● **TASK OBJECTIVE**
Set down, word for word, the stretch of lines from the one containing "Could you point at the child" to the end of the records below.

^^^^^^^^^^^^^^^^

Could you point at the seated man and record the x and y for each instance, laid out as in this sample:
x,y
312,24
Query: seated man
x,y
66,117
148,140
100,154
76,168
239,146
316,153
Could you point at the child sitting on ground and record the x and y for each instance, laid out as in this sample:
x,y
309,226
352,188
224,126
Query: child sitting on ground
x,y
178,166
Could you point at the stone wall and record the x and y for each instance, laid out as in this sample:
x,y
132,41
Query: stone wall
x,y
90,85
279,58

^^^^^^^^^^^^^^^^

● **RESPONSE AREA**
Could you point at the child sitting on ground and record the x and y for each instance, laid out as in this sample:
x,y
309,226
352,188
224,126
Query: child sitting on ground
x,y
178,166
Could you point at the stone wall and record the x and y for each instance, laid out as in this sample:
x,y
132,41
Query: stone wall
x,y
90,85
279,58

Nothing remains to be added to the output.